**QUESTIONS ON THE MATERIAL**
1. Using the Sixers roster passage below, decide whether each statement agrees with it. Answer yes or no, and quote the words from the passage that settle it.
(a) The Sixers added Andre Drummond in the offseason.
(b) Harris arrived in Philadelphia before Butler.
(c) Miami's Big Three won the NBA Finals in their first season together.
2. According to the Sixers roster passage below, which three players did the Boston Celtics win a championship with in 2008?
3. Carry on the Sixers roster passage below, picking up right after its final sentence.

**TEXT SECTION**
========

That is the hope for the Sixers: 1) that the roster Daryl Morey tweaked and remolded in the offseason, adding Niang and Andre Drummond, is deeper, and 2) that these early-season challenges are building cohesion and togetherness within the locker room. It’s a feel-good theory, and it’s a far cry from the approach that created what was probably the best Sixers team of the recent past. Friday marks the three-year anniversary of the Sixers’ acquisition of Jimmy Butler, the first of the two major trades in a three-month span that sent away Robert Covington, Dario Saric, and Landry Shamet and blew up a balanced roster.

First Butler arrived in mid-November, then Harris in early February, and Elton Brand banked that the team’s starting five, the NBA’s best in that 2018-19 season — Embiid, Simmons, Butler, Harris, and JJ Redick — would allow the Sixers to follow a familiar formula: Load up on top-end talent and see if it can carry the team to a title. Hadn’t the Boston Celtics won a championship that way in 2008 with Kevin Garnett, Paul Pierce, and Ray Allen — and with Rivers as their head coach? Wasn’t that the whole point behind the formation of Miami’s Big Three — LeBron James, Dwyane Wade, and Chris Bosh — in 2010? Sure, the Heat lost in the NBA Finals that first season, but it won two championships thereafter.

========

**EXTRACTED RECORDS**
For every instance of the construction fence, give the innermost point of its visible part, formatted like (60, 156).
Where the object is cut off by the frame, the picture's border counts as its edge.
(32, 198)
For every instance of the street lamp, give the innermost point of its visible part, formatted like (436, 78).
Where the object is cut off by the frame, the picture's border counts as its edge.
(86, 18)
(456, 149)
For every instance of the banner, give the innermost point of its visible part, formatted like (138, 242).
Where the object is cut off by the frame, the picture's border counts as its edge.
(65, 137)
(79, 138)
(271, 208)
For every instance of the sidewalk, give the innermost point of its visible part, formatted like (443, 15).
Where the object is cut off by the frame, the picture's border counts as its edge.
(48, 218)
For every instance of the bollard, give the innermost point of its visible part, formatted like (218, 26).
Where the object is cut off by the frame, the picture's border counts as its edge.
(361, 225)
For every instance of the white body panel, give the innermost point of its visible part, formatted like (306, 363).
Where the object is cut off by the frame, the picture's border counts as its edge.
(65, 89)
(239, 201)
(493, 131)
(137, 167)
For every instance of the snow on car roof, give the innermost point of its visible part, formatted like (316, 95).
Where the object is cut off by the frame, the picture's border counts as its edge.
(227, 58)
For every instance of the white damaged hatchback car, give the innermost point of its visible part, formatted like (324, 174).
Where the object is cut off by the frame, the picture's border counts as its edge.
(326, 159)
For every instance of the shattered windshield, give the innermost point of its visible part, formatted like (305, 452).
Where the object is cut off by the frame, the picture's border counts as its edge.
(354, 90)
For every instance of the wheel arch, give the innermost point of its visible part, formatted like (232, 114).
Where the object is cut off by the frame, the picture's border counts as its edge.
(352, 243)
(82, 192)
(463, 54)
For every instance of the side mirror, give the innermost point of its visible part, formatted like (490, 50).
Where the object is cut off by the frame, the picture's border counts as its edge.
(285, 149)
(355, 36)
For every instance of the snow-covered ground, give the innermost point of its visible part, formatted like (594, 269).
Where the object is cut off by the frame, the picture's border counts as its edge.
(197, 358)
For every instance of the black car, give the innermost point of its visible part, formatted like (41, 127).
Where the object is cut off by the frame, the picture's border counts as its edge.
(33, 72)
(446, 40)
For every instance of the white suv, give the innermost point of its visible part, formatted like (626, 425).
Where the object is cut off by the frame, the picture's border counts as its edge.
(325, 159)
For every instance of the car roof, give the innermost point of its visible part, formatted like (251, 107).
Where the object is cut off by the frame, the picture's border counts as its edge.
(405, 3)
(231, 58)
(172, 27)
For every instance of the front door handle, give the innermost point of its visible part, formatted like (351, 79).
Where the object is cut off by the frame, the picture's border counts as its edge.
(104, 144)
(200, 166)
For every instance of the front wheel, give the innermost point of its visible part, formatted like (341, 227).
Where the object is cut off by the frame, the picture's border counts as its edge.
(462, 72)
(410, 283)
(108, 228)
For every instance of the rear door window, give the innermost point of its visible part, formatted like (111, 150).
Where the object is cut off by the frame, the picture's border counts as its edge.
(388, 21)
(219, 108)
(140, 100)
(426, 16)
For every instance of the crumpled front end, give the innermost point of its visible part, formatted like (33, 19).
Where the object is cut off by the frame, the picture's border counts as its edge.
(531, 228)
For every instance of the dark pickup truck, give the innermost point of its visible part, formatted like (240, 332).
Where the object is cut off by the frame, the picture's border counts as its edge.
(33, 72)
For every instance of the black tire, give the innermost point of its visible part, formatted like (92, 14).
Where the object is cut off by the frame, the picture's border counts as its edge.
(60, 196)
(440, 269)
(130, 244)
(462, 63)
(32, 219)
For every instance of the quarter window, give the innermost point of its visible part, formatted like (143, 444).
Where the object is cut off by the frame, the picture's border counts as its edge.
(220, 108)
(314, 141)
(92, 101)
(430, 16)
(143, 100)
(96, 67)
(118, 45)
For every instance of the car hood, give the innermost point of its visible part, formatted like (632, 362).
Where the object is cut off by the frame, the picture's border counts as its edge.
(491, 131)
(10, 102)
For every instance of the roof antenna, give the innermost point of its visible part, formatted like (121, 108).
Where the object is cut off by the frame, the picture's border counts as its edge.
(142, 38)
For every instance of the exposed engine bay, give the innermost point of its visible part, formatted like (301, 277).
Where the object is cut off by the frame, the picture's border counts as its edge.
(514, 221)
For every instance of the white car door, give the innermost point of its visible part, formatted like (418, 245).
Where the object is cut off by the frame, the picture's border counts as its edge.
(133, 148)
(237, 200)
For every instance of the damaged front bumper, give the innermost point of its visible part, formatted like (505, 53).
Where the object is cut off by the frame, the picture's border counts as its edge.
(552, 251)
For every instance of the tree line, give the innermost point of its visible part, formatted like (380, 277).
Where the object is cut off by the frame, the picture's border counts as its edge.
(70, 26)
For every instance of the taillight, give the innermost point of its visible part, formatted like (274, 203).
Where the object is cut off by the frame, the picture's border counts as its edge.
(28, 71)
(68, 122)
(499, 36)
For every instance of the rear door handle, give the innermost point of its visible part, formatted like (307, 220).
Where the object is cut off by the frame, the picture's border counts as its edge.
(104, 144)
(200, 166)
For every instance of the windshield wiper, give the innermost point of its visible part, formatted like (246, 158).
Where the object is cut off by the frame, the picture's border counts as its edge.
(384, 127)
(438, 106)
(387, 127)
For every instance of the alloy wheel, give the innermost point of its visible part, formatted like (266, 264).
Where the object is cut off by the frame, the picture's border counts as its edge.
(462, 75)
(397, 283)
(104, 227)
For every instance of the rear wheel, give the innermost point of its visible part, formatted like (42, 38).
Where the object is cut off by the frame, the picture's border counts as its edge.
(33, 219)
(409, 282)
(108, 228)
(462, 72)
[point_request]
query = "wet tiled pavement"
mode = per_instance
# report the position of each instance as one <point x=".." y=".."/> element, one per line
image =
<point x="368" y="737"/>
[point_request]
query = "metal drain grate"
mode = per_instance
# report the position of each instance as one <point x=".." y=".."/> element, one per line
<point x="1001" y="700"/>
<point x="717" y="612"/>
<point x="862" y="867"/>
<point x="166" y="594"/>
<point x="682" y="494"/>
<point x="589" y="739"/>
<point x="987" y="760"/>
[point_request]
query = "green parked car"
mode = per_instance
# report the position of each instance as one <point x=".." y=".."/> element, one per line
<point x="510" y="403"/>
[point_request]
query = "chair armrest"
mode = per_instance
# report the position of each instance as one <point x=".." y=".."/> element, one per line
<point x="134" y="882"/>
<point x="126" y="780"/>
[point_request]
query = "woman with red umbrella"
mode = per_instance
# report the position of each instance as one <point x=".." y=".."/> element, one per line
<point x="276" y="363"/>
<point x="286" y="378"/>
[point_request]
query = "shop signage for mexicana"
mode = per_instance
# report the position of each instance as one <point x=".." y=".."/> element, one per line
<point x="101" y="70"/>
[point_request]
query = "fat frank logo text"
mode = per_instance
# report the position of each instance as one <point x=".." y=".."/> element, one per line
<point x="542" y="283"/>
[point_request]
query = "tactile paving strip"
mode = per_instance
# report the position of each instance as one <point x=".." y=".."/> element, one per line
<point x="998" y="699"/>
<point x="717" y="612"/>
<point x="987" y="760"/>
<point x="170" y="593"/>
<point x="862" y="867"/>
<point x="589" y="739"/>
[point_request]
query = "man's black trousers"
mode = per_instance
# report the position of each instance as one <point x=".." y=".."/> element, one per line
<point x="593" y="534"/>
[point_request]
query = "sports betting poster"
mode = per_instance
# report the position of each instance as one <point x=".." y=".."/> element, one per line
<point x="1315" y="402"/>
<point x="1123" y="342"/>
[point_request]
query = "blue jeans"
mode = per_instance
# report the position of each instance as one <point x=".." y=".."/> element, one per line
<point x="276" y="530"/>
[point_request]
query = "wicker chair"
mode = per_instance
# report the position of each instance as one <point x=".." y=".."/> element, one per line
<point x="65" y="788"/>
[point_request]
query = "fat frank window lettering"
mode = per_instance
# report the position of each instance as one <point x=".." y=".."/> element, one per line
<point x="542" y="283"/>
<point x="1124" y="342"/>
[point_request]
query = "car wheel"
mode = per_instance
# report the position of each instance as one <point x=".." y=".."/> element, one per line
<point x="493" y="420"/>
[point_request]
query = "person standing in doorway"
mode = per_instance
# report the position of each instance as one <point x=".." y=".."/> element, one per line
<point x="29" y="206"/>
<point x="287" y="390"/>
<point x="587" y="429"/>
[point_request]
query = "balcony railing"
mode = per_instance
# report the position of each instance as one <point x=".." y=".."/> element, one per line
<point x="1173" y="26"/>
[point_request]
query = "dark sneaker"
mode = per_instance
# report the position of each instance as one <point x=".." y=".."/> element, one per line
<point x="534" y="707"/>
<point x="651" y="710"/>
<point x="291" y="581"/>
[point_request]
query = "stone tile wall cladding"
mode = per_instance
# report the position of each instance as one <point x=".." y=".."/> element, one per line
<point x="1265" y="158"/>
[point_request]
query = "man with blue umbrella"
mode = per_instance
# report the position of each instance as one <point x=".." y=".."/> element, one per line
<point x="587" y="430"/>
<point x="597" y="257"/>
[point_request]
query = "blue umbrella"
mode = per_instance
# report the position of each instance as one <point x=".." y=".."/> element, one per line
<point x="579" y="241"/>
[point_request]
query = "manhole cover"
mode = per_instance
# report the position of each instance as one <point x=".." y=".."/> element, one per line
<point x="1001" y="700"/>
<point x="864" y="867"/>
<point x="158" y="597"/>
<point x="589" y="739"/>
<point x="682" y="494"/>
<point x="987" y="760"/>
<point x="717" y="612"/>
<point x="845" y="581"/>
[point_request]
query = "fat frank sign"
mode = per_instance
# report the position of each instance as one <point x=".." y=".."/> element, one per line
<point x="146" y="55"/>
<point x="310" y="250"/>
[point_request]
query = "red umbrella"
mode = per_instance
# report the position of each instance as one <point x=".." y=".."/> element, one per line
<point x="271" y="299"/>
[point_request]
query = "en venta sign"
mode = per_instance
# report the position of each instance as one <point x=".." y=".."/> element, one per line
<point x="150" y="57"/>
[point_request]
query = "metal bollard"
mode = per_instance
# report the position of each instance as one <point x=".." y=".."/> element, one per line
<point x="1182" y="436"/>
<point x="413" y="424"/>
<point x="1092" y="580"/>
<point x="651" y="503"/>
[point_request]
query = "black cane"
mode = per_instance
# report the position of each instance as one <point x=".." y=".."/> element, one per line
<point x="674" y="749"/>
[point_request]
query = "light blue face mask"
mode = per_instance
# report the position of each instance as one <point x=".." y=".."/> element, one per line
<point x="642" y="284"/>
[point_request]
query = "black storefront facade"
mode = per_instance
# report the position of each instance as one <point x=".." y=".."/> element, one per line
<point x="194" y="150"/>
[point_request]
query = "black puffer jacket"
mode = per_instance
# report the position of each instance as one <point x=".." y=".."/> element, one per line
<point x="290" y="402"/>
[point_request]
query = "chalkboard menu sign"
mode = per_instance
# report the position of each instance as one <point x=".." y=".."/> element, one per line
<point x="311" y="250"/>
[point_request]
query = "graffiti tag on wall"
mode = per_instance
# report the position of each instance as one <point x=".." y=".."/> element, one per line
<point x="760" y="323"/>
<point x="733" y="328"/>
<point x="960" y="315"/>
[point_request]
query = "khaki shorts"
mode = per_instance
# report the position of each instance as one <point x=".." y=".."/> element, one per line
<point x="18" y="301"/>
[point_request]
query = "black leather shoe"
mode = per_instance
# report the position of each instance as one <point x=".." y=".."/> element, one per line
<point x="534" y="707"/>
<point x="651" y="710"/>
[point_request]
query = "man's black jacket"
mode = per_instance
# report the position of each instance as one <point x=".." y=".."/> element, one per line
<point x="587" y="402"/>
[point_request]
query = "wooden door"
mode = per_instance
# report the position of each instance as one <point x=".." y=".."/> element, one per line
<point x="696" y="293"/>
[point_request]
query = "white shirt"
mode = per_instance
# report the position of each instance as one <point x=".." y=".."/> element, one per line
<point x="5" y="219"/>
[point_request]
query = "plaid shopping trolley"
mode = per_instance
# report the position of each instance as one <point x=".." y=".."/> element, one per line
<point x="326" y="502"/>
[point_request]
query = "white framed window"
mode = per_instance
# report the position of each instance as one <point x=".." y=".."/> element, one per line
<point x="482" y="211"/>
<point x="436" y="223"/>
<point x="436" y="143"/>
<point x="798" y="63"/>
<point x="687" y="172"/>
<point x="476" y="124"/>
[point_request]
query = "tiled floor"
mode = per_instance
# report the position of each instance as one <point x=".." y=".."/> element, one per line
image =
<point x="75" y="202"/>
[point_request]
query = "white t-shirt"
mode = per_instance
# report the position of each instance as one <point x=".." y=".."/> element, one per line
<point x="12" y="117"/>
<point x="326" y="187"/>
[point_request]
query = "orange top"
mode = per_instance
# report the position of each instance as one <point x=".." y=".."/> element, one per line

========

**RESPONSES TO THE EXERCISE**
1.
(a) Yes: "adding Niang and Andre Drummond."
(b) No: "First Butler arrived in mid-November, then Harris in early February."
(c) No: "Sure, the Heat lost in the NBA Finals that first season."

2. Kevin Garnett, Paul Pierce, and Ray Allen.

3.
» READ MORE: The Sixers’ Andre Drummond has quickly proved to be an upgrade over Dwight Howard

“That’s never worked,” Rivers said. “It hasn’t. Miami tried it the first year, and it didn’t work. I know people would say, ‘Well, they did.’ Well, no, it didn’t work. They had to figure out chemistry first. You don’t just throw a team together and think it’s going to work without coming up with some kind of team play and chemistry. …

“I had a team in Boston where we got it early. We were lucky. But talking to those guys, the first thing they said was the difference in the Heat the second year was they played together. They figured it out chemistry-wise. You obviously have to have talent to win, but you have to be a team to win.”

There is no denying that the Sixers, at least so far this season, are a team as Rivers defined it. But even with Embiid, Harris, Curry, and Thybulle healthy, the notion that the Sixers would withstand the firepower that the Bucks, the Brooklyn Nets, or perhaps the Heat can deliver is dubious at best.

These early November games can be fun and heartening for what they are, especially since, because Simmons refuses to show up and suit up, the expectations for the Sixers aren’t as high as they once were. They’re quasi-underdogs now. But the NBA regular season is a long slog to the playoffs, and unless Morey is able to trade Simmons for something of significant value before then, little will change for the Sixers this spring, in the games that matter most. You’ll applaud the effort, but not the unsurprising result.